● WHAT IS EXPECTED
Only the lines from the one containing "In this picture, where can the concrete" through the last line of the entries are wanted. Transcribe them exactly.

---

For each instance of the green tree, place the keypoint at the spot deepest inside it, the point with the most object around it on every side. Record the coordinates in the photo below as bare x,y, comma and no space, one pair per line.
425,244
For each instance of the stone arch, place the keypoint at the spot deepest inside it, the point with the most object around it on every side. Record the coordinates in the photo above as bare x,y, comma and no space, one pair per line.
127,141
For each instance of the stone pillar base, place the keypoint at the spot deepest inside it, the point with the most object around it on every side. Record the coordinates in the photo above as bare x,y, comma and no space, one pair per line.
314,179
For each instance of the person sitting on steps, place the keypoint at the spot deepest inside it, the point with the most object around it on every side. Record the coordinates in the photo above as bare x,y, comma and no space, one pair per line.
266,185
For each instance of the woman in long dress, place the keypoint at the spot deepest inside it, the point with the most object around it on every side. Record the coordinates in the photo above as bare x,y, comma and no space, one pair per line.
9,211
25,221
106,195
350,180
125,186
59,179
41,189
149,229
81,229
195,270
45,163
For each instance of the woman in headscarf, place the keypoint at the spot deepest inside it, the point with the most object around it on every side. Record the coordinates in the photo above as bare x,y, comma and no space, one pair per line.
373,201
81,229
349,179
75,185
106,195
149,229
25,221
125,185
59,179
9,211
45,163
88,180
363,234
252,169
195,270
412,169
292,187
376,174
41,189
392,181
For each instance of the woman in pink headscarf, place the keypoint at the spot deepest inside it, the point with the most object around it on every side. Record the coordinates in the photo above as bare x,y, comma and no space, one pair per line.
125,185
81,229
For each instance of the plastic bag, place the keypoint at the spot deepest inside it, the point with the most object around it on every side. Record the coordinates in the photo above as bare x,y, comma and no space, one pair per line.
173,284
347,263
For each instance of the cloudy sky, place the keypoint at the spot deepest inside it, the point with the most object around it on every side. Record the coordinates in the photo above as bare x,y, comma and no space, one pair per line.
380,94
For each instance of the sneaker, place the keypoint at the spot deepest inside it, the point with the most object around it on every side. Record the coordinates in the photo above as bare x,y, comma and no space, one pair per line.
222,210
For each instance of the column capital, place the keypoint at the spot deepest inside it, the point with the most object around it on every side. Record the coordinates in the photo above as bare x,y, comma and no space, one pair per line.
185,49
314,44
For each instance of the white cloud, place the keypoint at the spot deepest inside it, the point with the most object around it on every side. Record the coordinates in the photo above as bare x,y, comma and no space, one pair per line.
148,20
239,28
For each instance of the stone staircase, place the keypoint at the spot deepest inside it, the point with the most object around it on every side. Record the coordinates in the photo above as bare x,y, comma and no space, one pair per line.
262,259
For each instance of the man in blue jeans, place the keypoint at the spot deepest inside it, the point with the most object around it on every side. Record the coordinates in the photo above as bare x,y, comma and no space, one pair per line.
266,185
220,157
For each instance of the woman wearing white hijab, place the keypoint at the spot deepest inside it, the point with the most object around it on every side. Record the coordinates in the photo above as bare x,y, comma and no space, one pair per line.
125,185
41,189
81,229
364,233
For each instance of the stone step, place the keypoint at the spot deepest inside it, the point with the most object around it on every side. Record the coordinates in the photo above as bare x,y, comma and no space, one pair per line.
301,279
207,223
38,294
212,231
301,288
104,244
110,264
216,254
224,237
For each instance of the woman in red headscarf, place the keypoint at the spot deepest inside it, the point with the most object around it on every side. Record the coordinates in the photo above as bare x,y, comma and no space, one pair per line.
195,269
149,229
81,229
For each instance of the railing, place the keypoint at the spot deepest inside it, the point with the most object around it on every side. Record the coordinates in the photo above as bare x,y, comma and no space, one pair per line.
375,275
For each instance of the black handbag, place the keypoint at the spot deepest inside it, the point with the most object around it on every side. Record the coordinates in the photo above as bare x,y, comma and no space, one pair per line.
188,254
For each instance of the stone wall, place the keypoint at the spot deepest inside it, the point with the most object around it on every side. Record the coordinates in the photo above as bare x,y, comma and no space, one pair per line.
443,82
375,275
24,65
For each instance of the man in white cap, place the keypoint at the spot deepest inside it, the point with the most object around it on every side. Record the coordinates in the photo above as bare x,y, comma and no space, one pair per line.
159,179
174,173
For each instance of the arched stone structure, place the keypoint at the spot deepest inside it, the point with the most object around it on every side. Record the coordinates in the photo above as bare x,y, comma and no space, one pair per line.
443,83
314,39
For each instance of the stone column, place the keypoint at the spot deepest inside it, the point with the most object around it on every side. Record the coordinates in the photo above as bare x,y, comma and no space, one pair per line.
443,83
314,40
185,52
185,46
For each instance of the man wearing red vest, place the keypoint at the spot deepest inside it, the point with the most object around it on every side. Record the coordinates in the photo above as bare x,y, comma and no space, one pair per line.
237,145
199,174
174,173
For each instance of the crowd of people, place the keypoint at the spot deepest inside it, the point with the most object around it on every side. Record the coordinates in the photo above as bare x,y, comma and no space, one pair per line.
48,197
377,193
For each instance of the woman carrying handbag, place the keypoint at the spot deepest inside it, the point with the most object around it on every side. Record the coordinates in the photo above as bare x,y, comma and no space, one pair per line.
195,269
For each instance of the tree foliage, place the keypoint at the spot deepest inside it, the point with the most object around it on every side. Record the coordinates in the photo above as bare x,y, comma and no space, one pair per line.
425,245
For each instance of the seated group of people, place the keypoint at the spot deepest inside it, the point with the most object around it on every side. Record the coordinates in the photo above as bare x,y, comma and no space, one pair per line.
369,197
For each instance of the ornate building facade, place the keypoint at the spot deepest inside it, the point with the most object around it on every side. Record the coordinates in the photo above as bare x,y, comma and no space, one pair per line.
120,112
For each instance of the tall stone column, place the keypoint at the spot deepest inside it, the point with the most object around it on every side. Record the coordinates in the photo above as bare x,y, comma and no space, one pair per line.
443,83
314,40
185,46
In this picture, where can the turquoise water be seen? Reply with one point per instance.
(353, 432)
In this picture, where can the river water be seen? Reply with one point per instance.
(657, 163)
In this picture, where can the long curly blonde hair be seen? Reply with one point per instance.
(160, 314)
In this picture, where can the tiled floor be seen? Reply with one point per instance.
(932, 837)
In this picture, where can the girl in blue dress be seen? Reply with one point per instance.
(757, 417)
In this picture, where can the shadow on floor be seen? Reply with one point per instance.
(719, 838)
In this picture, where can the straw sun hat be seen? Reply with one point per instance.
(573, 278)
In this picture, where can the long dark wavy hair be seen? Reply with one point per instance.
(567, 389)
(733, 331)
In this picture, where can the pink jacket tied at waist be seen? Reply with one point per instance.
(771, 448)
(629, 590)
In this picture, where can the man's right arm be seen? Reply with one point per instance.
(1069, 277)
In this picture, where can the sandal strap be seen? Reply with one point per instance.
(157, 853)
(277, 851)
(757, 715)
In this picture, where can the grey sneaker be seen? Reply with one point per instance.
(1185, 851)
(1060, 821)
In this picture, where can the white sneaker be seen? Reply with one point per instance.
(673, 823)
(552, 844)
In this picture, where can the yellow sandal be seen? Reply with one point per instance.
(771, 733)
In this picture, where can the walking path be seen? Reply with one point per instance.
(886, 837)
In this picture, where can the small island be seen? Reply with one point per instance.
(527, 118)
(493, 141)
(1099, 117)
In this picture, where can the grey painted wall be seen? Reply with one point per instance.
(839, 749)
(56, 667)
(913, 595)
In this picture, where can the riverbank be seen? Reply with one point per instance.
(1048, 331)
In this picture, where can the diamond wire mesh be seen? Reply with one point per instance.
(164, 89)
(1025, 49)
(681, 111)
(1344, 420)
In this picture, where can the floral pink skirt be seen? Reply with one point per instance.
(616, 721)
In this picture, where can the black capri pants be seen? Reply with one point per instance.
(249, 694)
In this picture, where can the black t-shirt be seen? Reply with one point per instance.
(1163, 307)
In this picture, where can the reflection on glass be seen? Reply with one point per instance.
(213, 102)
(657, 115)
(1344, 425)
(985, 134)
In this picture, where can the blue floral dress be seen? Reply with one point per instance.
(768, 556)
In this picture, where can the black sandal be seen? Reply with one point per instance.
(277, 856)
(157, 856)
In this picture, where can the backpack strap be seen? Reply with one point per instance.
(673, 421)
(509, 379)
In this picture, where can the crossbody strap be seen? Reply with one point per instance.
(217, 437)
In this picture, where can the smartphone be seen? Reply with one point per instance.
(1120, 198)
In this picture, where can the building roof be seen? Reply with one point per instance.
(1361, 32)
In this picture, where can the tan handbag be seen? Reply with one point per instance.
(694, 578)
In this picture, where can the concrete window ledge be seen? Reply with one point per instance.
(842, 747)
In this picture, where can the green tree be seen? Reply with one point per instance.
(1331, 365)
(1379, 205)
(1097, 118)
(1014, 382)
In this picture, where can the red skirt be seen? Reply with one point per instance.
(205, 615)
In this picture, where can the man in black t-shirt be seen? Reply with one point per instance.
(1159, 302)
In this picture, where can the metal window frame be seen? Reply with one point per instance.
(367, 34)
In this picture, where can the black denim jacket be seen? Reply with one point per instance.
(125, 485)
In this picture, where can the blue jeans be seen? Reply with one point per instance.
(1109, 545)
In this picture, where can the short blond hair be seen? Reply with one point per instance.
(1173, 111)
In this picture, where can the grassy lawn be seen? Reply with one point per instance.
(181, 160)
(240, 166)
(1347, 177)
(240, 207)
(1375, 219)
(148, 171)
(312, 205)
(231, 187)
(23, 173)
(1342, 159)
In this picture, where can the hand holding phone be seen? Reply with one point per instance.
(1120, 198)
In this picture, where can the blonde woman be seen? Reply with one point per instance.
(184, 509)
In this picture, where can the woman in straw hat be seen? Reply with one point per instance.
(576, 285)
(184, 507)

---

● WORKED SOLUTION
In this picture, where can the concrete window ledge be seen? Reply with one point per instance.
(842, 747)
In this picture, where can the green tree be seen? Reply with one point per instance.
(1331, 365)
(1379, 205)
(1097, 118)
(1014, 382)
In this picture, where can the red skirt be seen? Reply with one point per instance.
(205, 615)
In this picture, where can the man in black t-shirt be seen? Reply with one point per instance.
(1159, 302)
In this picture, where can the metal window frame be seen? Reply with one point per instance.
(367, 34)
In this picture, where can the black denim jacket be seen? Reply with one point per instance.
(125, 485)
In this picture, where can the blue jeans be seen? Reply with one point per instance.
(1109, 545)
In this picture, where can the short blond hair be seen? Reply with one point per instance.
(1173, 111)
In this picture, where can the grassy lawn be seen? Reply with one point per instance.
(181, 160)
(240, 166)
(1347, 177)
(240, 207)
(1375, 219)
(148, 171)
(312, 205)
(231, 187)
(23, 173)
(1342, 159)
In this picture, where can the hand holding phone be seen? Reply with one point per instance.
(1120, 198)
In this picture, where can the blonde woman be seen? Reply with one point per instance.
(184, 509)
In this picture, where can the woman in straw hat be seen? Reply with one point per instance.
(576, 285)
(184, 507)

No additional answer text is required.